The so-called Lambda_b baryon is a well-studied particle nowadays, with several experiments having measured its main production properties and decay modes in the course of the past two decades. It is a particle made of quarks: three of them, like the proton and the neutron. Being electrically neutral, it is easily likened to the neutron, which has a quark composition “udd”. In the space of quark configurations, the Lambda_b is in fact obtained by exchanging a down-type quark of the neutron with a bottom quark, getting the “udb” combination.
Since the bottom quark alone weighs over 4 GeV (more than four times the proton mass), and thus a full three orders of magnitude more than the lightweight down quark, one should expect that similarities with the neutron stop at what I described above. However, there is one further thing that accomunates them: both particles decay by the weak interaction. In the neutron beta decay (see picture on the right) it is one of the d-type quarks that turns into a up quark, emitting a negative W boson; in the main Lambda_b decay it is instead the bottom quark which turns into a charm quark, emitting again a negative W boson.

(Data):

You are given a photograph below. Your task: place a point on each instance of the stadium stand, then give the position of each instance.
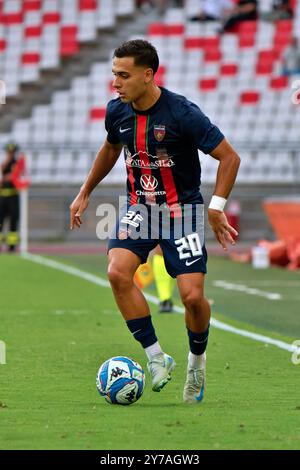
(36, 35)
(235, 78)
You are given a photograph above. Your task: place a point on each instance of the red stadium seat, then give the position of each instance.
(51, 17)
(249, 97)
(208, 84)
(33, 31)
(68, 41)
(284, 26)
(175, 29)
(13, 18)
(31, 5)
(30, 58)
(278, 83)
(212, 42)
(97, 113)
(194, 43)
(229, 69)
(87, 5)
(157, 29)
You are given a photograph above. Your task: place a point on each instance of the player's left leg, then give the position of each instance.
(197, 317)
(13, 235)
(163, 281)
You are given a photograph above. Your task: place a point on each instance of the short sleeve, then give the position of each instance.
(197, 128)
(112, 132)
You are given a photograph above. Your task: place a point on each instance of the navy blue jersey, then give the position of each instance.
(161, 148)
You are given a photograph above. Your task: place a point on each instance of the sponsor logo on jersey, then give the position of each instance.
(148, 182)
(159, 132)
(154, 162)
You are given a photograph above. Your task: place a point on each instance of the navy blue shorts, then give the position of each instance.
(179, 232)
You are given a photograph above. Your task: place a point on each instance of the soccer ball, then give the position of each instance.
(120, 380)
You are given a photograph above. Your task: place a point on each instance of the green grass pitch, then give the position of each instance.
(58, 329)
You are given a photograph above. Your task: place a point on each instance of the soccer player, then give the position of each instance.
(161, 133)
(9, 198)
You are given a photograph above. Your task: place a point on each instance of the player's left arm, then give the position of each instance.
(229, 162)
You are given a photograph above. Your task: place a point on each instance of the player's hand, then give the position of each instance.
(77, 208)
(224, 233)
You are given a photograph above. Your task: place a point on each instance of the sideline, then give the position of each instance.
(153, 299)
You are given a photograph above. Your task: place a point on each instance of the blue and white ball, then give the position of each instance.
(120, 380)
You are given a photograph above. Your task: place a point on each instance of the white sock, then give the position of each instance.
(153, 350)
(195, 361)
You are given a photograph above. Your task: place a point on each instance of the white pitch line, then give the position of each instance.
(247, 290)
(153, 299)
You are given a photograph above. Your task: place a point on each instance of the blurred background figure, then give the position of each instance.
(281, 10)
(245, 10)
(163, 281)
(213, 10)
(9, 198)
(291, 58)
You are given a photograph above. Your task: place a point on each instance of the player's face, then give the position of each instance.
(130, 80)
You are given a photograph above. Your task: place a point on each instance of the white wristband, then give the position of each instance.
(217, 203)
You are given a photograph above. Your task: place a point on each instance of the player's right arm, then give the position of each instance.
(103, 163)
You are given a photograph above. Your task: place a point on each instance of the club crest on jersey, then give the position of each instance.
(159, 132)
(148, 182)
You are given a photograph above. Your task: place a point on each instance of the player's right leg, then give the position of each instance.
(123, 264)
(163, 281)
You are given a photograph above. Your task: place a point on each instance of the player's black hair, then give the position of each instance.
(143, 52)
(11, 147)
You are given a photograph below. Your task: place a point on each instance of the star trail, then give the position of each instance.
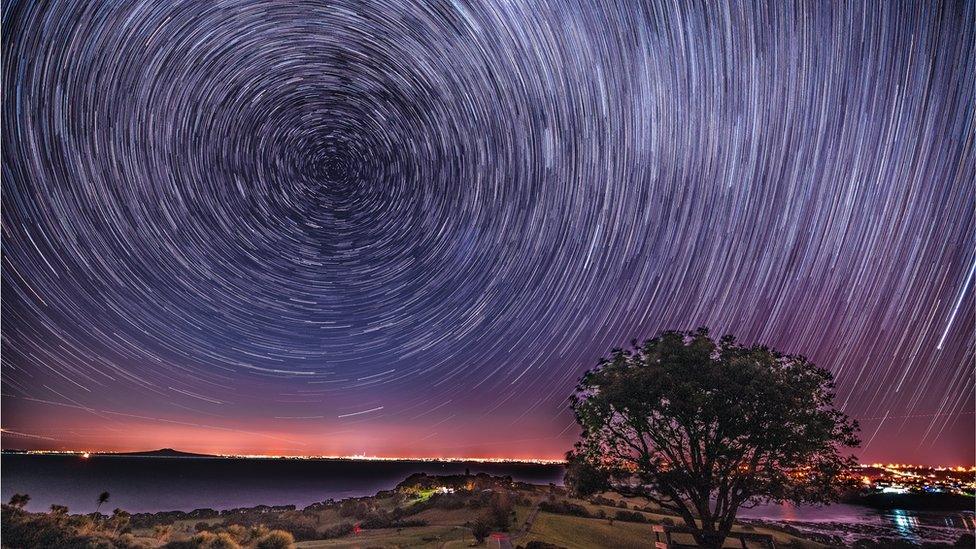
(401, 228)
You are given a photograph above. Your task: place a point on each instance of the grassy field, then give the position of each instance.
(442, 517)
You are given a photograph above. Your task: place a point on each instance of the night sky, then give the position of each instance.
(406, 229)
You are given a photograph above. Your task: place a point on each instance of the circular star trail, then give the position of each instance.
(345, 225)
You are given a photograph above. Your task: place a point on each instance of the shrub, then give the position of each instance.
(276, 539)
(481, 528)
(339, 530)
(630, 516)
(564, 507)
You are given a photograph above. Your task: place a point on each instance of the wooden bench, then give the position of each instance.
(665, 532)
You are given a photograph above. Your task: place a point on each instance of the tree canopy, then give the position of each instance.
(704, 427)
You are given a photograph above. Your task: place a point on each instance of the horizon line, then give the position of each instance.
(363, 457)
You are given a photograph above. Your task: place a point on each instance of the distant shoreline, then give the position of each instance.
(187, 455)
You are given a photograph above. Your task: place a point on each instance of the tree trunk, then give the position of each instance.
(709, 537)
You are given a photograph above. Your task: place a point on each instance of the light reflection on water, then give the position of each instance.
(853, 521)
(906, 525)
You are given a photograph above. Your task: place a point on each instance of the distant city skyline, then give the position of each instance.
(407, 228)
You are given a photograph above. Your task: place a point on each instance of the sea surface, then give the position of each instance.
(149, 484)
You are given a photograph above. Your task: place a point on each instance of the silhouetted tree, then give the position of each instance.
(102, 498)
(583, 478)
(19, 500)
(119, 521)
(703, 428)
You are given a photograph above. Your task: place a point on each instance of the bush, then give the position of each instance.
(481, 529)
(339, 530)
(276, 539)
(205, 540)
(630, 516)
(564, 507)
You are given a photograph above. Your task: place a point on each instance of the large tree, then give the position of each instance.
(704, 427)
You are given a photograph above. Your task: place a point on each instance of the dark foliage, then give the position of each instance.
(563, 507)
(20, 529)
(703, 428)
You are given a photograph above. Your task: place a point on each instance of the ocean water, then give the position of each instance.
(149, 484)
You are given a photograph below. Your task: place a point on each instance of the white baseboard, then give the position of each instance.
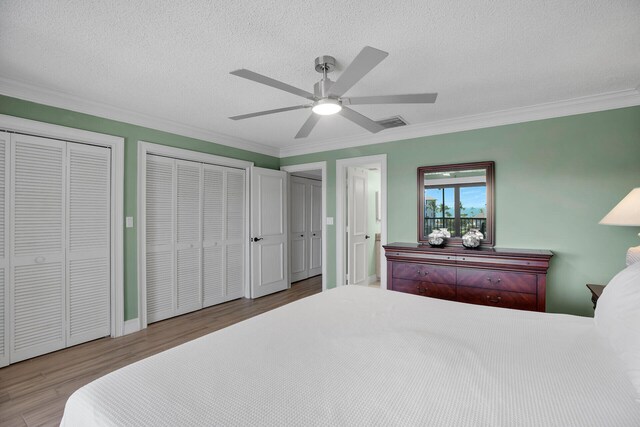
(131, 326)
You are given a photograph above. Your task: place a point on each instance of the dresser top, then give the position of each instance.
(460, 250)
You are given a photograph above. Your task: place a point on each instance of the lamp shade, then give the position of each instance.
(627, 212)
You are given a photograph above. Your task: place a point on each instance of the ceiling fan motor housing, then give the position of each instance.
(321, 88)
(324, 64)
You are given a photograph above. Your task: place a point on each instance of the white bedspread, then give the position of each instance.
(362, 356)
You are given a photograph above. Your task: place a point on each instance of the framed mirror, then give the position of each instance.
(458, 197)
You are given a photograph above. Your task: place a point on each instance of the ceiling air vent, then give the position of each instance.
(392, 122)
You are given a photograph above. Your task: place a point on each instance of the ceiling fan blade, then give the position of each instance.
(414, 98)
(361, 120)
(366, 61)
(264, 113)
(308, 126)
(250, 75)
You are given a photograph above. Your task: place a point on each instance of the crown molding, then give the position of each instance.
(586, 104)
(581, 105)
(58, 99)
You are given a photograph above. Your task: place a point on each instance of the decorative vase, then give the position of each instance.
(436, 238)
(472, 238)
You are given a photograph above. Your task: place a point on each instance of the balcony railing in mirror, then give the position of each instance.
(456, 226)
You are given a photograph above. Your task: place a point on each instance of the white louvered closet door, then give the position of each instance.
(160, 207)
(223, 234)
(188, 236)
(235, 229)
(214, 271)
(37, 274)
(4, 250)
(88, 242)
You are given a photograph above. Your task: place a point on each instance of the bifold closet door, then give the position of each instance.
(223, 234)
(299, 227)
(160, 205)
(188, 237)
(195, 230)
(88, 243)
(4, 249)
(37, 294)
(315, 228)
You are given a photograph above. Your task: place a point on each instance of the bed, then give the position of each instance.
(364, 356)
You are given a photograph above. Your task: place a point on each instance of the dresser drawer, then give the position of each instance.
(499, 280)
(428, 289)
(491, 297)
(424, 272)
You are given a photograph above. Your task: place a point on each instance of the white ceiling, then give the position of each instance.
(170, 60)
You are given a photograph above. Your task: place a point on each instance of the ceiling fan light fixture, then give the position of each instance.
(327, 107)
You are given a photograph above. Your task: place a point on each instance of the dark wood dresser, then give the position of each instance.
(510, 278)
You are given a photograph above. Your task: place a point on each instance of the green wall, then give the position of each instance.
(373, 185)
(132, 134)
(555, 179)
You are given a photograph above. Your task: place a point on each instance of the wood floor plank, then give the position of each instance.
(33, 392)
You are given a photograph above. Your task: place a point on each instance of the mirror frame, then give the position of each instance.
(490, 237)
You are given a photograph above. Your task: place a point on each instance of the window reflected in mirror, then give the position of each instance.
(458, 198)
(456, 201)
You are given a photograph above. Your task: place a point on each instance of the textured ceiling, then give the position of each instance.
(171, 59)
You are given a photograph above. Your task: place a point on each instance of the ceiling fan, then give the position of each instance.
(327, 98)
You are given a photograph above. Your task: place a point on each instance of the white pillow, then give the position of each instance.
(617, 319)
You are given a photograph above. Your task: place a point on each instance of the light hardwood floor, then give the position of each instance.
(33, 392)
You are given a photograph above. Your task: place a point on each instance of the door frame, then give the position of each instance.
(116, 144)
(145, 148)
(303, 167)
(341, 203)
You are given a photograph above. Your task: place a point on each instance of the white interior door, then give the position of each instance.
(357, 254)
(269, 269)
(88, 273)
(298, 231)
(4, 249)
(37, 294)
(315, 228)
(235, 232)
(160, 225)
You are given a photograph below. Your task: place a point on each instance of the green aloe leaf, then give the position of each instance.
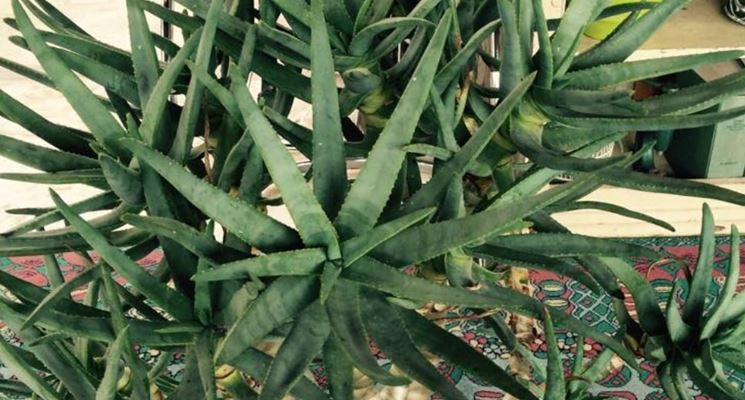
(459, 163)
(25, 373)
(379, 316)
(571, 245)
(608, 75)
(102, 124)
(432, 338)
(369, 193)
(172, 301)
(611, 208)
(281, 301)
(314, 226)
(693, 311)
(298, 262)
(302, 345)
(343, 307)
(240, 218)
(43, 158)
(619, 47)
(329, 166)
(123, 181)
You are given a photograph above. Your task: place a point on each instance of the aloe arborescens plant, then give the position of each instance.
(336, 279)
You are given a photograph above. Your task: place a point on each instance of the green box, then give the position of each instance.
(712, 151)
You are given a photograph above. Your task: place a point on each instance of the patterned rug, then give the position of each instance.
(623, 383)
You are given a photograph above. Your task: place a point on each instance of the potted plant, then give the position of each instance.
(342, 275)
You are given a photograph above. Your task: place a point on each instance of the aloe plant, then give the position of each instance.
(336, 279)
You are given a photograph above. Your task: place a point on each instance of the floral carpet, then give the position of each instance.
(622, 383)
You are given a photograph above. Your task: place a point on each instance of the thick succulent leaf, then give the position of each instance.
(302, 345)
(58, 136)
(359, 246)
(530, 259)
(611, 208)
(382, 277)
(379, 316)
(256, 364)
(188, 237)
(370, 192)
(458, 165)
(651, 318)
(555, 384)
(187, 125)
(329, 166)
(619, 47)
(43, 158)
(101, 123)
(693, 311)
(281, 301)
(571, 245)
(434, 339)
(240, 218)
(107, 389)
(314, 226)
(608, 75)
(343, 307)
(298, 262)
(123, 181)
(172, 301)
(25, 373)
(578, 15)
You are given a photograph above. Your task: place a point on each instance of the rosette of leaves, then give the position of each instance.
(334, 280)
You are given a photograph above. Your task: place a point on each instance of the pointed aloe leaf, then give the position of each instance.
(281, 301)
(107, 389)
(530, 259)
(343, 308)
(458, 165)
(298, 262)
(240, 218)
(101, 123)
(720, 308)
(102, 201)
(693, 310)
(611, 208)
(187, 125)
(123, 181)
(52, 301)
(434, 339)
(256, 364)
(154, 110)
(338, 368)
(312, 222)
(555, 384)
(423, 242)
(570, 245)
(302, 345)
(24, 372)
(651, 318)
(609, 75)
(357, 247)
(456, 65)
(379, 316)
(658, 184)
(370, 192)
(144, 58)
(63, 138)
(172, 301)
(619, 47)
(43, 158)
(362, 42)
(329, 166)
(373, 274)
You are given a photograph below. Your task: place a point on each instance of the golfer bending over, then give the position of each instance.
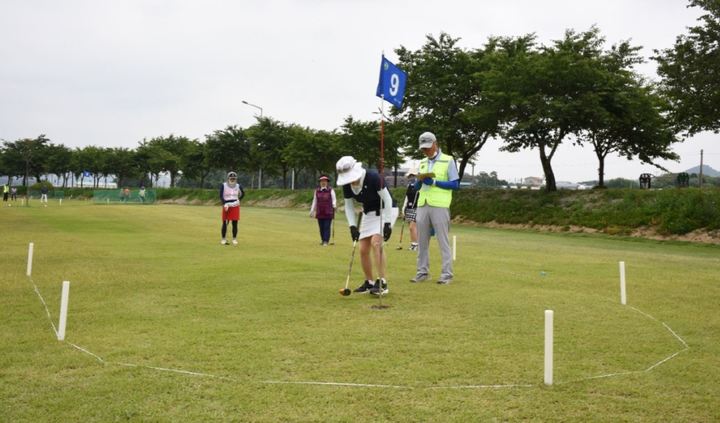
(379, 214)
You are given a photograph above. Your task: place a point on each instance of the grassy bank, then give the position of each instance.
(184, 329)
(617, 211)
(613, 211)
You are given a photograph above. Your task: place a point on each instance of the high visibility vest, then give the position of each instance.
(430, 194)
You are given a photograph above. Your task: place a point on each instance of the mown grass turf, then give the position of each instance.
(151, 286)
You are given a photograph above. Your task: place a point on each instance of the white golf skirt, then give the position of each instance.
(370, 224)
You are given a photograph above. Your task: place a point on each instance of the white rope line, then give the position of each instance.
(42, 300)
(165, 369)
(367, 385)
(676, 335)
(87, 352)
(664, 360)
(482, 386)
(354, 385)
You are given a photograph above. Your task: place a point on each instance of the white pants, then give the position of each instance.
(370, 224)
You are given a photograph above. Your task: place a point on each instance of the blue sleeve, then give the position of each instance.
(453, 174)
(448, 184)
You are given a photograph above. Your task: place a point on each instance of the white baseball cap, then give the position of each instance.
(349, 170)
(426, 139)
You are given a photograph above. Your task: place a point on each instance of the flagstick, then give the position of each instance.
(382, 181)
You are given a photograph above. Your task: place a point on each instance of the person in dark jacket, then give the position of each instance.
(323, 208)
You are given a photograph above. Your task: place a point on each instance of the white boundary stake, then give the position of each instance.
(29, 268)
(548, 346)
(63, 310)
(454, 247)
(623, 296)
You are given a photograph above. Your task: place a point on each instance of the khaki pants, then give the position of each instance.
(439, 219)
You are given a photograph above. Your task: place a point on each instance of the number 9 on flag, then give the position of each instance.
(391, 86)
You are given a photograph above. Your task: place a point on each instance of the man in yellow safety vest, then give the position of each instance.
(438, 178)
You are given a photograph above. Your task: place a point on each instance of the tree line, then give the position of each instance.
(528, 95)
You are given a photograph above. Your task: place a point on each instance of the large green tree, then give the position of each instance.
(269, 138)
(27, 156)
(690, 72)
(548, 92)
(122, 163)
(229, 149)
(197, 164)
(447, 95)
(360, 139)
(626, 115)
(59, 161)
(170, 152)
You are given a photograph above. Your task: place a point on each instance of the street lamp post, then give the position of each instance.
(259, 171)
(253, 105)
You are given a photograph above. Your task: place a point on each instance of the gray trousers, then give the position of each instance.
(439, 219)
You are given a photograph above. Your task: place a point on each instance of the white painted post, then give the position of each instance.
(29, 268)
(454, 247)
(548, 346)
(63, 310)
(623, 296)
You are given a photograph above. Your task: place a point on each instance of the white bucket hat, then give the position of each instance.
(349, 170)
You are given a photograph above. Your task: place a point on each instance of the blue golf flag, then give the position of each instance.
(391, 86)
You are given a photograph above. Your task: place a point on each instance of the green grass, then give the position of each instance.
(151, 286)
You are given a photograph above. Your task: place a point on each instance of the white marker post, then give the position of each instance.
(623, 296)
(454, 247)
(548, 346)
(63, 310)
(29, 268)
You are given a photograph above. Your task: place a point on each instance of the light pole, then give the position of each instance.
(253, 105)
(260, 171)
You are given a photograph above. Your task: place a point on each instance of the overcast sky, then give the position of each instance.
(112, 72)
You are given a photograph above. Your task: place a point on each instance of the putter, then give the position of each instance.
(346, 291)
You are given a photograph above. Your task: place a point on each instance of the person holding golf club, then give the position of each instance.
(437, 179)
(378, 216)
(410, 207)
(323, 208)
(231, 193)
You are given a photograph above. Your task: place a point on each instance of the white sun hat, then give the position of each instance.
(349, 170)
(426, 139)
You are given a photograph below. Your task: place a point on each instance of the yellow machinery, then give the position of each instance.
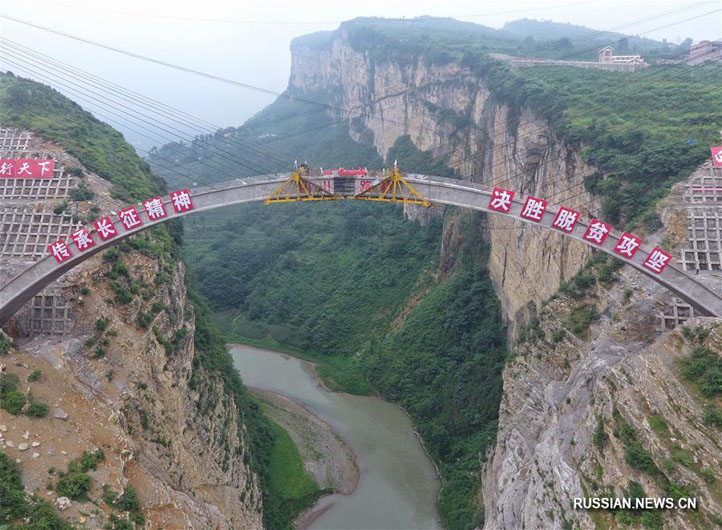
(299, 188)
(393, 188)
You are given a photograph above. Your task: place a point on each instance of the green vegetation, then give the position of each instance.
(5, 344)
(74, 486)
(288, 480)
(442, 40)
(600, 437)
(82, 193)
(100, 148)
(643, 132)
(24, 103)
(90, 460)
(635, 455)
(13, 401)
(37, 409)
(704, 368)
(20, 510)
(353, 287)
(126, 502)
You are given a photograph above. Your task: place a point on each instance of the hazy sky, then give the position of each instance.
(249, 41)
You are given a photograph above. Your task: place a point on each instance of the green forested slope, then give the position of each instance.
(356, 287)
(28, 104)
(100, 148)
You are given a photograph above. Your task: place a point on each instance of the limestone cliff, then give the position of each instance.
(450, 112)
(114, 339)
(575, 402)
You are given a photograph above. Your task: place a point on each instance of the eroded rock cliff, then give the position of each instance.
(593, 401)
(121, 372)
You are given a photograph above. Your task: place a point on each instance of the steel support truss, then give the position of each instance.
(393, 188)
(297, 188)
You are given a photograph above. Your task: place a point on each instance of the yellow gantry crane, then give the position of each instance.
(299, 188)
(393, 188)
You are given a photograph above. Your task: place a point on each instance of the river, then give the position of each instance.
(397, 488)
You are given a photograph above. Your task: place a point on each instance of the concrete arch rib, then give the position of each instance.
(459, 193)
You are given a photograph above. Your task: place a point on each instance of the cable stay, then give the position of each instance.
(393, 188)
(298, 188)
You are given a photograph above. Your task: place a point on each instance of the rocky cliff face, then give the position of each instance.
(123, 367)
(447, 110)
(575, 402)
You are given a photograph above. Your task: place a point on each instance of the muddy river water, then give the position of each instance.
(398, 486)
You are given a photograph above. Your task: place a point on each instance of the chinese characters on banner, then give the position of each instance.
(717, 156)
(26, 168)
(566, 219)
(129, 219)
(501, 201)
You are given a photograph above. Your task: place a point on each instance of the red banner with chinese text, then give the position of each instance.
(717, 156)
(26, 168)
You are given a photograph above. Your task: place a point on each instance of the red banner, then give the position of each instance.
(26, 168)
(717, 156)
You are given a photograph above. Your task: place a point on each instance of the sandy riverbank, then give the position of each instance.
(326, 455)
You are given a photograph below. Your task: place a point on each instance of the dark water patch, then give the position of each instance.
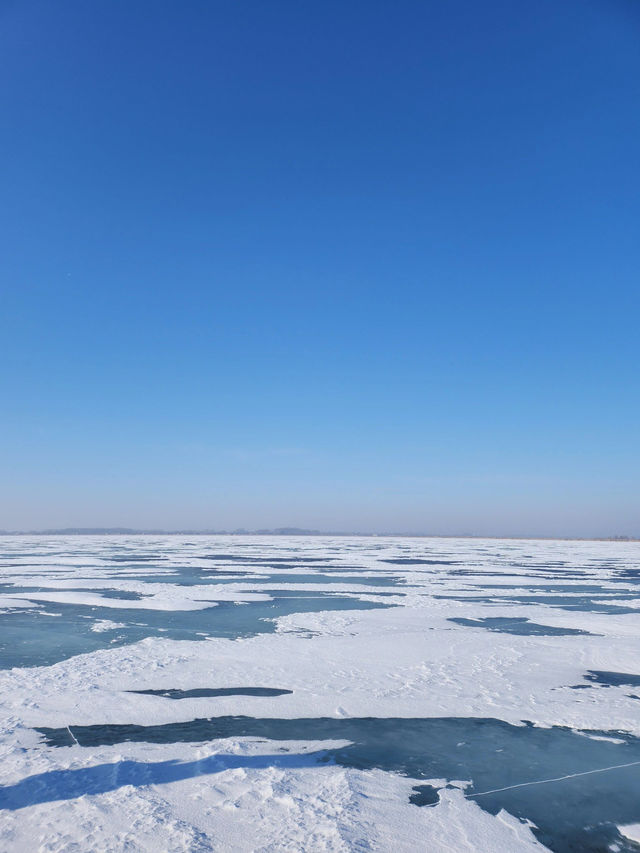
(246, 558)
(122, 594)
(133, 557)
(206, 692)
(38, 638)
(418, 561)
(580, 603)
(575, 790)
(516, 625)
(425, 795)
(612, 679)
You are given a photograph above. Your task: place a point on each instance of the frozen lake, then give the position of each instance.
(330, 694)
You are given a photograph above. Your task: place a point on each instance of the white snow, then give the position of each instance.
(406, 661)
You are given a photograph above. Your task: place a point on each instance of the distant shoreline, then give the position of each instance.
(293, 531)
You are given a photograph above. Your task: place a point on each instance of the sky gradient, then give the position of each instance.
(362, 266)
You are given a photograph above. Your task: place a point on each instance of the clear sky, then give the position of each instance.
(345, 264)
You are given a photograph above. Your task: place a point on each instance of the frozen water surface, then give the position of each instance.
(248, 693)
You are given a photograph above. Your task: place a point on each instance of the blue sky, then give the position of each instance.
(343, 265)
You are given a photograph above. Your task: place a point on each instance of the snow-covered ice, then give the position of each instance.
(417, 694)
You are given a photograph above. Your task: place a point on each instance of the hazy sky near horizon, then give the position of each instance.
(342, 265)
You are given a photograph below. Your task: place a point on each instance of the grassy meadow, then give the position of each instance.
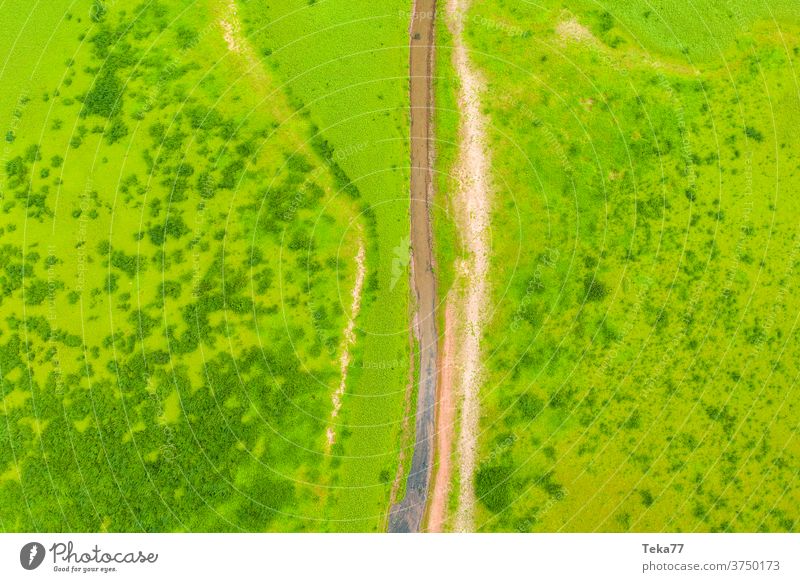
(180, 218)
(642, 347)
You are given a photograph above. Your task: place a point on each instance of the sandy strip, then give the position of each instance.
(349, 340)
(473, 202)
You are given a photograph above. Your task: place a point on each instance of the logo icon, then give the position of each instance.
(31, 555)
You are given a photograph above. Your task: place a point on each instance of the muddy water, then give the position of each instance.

(What the task asks):
In two sentences, summarize the Lambda_b text. The items are separate material, apart from the Lambda_b text.

(Reply to the exercise):
The Lambda_b baryon is an electrically neutral particle of three quarks, "udb," formed by swapping one of the neutron's down-type quarks for a bottom quark. Although the bottom quark is far heavier than the down quark, both particles decay by the weak interaction, with a quark changing flavor (d to u in the neutron, bottom to charm in the Lambda_b) and emitting a negative W boson.